### Task details
Rewrite the records from the line with "the shrub, farthest" to the line with "x=254 y=143", putting "boundary" in place of "outline" and keeping everything else the same; give only those lines.
-------------------------
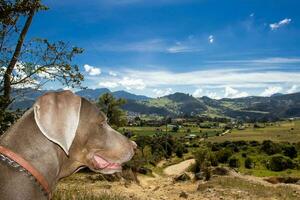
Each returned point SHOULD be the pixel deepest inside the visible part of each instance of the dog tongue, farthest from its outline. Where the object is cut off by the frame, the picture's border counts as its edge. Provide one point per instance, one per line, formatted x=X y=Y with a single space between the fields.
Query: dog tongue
x=103 y=164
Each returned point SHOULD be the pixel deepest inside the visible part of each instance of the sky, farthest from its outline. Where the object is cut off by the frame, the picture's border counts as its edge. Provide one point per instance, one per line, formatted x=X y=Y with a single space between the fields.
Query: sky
x=232 y=48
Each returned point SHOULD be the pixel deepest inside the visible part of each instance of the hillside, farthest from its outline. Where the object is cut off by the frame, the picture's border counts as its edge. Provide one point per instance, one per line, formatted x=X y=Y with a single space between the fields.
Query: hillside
x=180 y=104
x=248 y=108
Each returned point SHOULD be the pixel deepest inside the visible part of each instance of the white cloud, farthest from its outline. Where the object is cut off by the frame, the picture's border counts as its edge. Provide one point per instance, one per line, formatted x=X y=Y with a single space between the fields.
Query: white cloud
x=92 y=71
x=271 y=90
x=153 y=45
x=180 y=48
x=198 y=92
x=293 y=89
x=112 y=73
x=162 y=92
x=237 y=78
x=108 y=84
x=211 y=39
x=132 y=83
x=234 y=93
x=271 y=60
x=279 y=24
x=213 y=95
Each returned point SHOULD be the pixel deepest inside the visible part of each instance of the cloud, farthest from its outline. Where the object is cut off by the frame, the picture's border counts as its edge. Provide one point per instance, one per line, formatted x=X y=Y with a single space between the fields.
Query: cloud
x=293 y=89
x=92 y=71
x=233 y=93
x=271 y=60
x=108 y=84
x=180 y=48
x=112 y=73
x=132 y=83
x=271 y=90
x=279 y=24
x=153 y=45
x=237 y=78
x=162 y=92
x=211 y=39
x=198 y=92
x=213 y=95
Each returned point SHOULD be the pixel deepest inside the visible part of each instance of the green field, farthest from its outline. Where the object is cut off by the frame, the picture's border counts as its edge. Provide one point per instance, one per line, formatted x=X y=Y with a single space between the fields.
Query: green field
x=147 y=130
x=285 y=131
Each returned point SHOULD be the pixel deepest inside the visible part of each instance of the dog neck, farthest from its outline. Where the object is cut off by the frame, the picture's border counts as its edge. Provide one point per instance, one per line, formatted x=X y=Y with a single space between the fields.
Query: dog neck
x=25 y=139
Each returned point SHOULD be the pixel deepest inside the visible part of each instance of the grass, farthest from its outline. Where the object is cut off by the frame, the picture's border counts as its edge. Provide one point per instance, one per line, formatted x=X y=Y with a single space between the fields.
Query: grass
x=148 y=130
x=278 y=132
x=231 y=186
x=73 y=194
x=86 y=186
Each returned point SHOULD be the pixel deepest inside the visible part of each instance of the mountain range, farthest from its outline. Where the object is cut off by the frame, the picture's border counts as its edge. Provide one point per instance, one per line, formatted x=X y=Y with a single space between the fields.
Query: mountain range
x=179 y=104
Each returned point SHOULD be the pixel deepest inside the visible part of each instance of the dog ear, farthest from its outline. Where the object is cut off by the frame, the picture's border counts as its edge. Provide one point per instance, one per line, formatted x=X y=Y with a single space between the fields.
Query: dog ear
x=57 y=116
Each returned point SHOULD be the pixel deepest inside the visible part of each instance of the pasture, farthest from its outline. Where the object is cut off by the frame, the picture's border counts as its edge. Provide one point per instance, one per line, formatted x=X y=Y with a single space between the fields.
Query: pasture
x=285 y=131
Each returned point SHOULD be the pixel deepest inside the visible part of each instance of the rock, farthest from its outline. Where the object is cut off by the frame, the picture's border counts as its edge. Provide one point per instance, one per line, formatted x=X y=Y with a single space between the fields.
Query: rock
x=183 y=195
x=221 y=171
x=156 y=188
x=182 y=177
x=144 y=170
x=199 y=176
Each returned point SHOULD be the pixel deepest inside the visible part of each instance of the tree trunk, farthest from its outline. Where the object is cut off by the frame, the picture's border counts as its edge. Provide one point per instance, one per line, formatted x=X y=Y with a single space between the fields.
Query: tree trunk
x=7 y=76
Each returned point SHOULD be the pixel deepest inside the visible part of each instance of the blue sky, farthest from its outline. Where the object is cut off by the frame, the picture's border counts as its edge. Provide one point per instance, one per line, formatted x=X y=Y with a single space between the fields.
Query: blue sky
x=231 y=48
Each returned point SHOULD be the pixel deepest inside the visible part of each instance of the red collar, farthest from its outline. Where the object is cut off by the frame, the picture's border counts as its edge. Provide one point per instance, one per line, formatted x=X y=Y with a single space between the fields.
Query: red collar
x=26 y=165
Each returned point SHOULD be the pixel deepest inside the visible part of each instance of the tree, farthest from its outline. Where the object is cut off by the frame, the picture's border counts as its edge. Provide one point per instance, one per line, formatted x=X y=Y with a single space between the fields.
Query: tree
x=111 y=107
x=34 y=62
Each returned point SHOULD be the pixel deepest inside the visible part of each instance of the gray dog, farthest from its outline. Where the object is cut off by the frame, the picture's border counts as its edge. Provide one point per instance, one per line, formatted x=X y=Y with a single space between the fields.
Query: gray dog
x=59 y=135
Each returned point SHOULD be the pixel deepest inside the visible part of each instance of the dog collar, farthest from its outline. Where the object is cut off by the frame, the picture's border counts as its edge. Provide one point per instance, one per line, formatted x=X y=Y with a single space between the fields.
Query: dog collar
x=16 y=161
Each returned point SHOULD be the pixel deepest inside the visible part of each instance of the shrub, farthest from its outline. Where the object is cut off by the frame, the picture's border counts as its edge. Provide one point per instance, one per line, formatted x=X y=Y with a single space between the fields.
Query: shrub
x=270 y=147
x=234 y=162
x=254 y=143
x=244 y=155
x=215 y=147
x=248 y=163
x=290 y=151
x=279 y=163
x=223 y=155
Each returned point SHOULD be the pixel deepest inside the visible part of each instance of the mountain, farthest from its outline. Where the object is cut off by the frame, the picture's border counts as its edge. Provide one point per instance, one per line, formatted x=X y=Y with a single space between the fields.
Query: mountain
x=25 y=97
x=180 y=104
x=127 y=95
x=247 y=108
x=92 y=94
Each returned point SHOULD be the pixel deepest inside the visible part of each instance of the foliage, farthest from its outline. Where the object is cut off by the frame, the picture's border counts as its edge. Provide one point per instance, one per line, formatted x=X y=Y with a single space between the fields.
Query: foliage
x=33 y=62
x=234 y=162
x=223 y=155
x=248 y=163
x=290 y=151
x=270 y=147
x=111 y=107
x=279 y=162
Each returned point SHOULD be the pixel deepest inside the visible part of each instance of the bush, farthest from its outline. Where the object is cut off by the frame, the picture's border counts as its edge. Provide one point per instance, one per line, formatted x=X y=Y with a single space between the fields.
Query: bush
x=290 y=151
x=270 y=147
x=248 y=163
x=223 y=155
x=234 y=162
x=279 y=163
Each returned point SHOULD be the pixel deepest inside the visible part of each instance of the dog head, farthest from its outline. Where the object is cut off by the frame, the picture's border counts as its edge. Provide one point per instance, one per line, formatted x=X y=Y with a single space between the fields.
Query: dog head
x=82 y=131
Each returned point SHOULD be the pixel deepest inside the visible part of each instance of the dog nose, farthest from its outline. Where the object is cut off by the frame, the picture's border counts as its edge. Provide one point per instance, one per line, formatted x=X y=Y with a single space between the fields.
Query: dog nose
x=134 y=144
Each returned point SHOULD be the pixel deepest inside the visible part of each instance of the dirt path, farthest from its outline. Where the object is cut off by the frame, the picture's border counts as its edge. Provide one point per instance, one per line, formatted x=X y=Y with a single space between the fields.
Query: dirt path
x=179 y=168
x=163 y=187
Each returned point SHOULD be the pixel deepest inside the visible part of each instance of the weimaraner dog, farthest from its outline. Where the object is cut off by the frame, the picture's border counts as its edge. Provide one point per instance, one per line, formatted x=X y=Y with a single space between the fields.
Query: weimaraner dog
x=61 y=134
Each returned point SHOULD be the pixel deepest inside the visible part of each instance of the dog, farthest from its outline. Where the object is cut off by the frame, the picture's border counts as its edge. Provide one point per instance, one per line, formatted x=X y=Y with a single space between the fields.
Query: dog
x=59 y=135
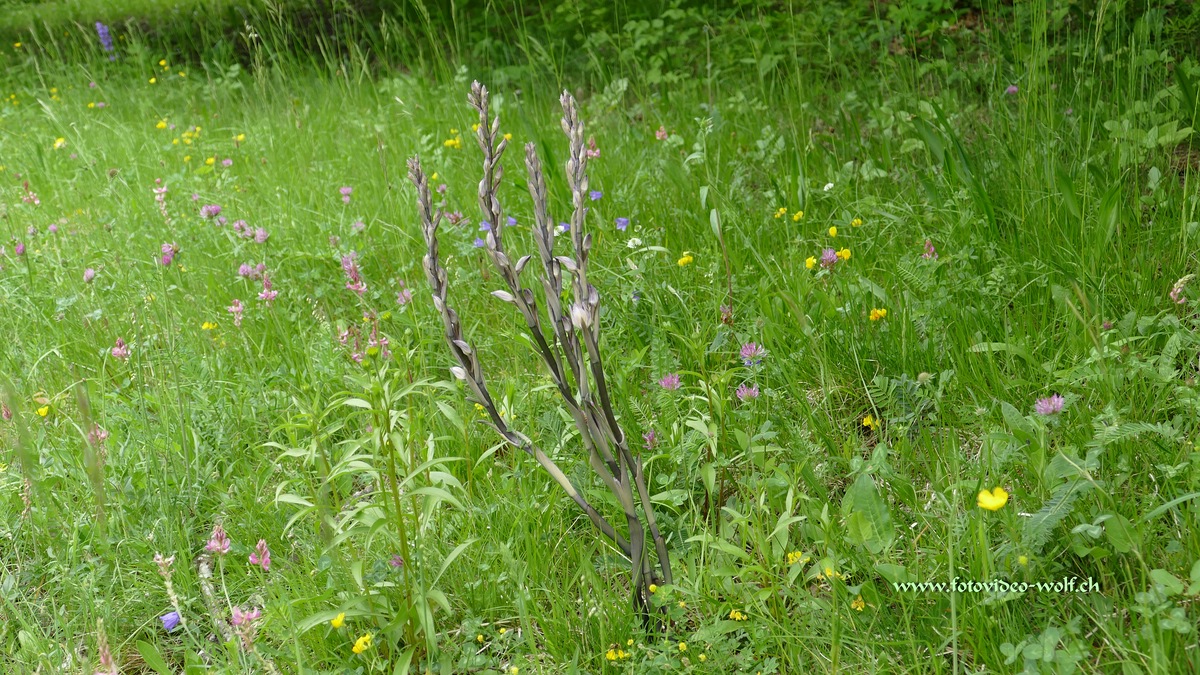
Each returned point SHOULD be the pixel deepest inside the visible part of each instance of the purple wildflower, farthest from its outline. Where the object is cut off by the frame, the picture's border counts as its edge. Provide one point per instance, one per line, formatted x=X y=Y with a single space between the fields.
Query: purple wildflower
x=1050 y=405
x=651 y=440
x=219 y=542
x=120 y=351
x=262 y=556
x=235 y=309
x=751 y=353
x=745 y=392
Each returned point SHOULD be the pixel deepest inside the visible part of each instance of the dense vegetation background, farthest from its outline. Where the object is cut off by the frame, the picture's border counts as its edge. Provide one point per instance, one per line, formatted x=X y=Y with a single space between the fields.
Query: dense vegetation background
x=893 y=292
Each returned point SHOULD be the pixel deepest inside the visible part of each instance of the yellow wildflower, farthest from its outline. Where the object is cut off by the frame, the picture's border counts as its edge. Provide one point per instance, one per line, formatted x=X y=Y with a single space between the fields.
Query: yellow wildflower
x=995 y=500
x=363 y=644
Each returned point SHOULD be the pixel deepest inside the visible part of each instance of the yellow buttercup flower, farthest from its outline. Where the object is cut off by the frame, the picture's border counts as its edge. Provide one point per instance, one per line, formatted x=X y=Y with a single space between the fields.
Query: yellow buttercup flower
x=363 y=644
x=995 y=500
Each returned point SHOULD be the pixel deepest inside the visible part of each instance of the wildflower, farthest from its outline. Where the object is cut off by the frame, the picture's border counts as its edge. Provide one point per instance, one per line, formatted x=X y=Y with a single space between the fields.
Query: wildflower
x=245 y=617
x=403 y=296
x=1050 y=405
x=120 y=351
x=235 y=309
x=751 y=353
x=219 y=542
x=168 y=254
x=262 y=556
x=993 y=500
x=930 y=251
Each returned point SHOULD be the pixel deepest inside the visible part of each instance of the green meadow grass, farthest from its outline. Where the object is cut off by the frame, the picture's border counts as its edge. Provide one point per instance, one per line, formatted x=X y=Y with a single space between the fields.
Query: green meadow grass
x=1063 y=214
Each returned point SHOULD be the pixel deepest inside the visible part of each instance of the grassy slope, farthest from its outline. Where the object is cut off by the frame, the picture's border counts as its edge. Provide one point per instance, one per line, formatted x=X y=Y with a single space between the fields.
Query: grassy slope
x=1043 y=234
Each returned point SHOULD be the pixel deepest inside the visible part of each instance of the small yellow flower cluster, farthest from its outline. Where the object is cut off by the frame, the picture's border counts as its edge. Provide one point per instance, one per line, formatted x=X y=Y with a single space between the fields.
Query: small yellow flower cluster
x=616 y=655
x=993 y=500
x=363 y=644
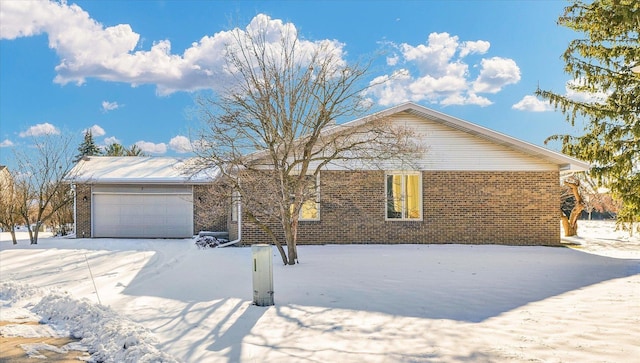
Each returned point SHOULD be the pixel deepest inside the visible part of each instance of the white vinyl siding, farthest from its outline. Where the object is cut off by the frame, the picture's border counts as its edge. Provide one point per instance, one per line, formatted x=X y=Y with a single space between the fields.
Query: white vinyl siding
x=450 y=149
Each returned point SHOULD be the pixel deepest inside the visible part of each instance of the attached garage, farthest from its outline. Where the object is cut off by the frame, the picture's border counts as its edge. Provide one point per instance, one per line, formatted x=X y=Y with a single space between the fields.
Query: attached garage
x=142 y=212
x=134 y=197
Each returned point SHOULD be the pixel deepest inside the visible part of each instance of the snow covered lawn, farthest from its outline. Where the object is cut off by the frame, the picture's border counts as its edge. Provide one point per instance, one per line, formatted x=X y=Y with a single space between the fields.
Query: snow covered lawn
x=166 y=300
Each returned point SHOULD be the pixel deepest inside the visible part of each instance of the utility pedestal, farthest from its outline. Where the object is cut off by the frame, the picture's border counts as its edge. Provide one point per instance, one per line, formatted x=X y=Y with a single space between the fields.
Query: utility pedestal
x=262 y=269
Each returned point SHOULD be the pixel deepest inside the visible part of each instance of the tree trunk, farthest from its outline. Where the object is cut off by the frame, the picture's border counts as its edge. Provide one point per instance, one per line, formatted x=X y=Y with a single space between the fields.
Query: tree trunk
x=570 y=224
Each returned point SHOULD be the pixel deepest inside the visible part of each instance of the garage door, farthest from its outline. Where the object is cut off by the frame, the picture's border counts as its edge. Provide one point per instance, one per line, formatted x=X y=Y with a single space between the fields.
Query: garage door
x=142 y=212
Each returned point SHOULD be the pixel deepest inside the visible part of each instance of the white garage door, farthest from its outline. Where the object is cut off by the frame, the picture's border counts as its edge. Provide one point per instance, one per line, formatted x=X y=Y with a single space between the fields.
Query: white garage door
x=142 y=212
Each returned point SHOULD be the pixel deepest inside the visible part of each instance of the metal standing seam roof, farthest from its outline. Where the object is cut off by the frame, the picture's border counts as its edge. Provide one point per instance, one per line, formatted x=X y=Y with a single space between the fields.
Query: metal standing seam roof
x=136 y=170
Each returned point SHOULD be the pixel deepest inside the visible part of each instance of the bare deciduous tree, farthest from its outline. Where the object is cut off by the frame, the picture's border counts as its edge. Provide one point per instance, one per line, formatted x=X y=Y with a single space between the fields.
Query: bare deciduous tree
x=273 y=131
x=8 y=203
x=41 y=189
x=569 y=216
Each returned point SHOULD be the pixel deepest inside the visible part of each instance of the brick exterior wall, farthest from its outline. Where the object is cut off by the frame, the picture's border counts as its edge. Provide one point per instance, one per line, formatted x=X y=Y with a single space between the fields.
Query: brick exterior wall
x=206 y=214
x=83 y=211
x=492 y=207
-------------------------
### Response
Each returned point SHOULD be the pixel deepest inside the visible part of each instance of the shrub, farthest from its boundary. Where the object is cut off by the frame, the picture's border counts as its edge. Provide one point per instance, one per line, formatted x=X y=Y with a single space between the fields.
Query: shrub
x=270 y=147
x=234 y=162
x=254 y=143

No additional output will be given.